*** DATA SHOWN ***
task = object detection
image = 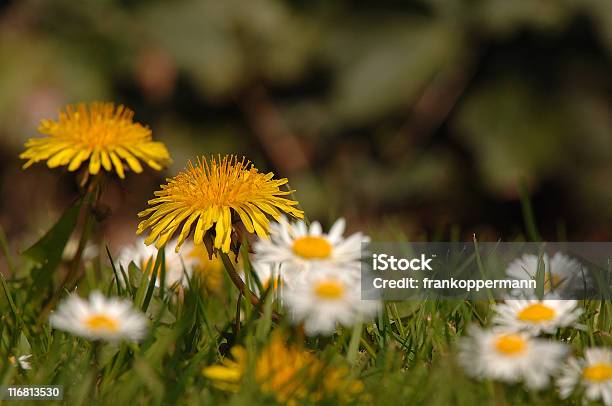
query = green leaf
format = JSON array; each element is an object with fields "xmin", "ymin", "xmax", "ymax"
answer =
***
▸ **EXERCISE REQUIREMENTS**
Copy every line of the listing that contains the string "object". Case counts.

▸ **WRITTEN SOLUTION**
task = object detection
format = JSON array; each element is an object with fields "xmin", "ymin", "xmax", "ymax"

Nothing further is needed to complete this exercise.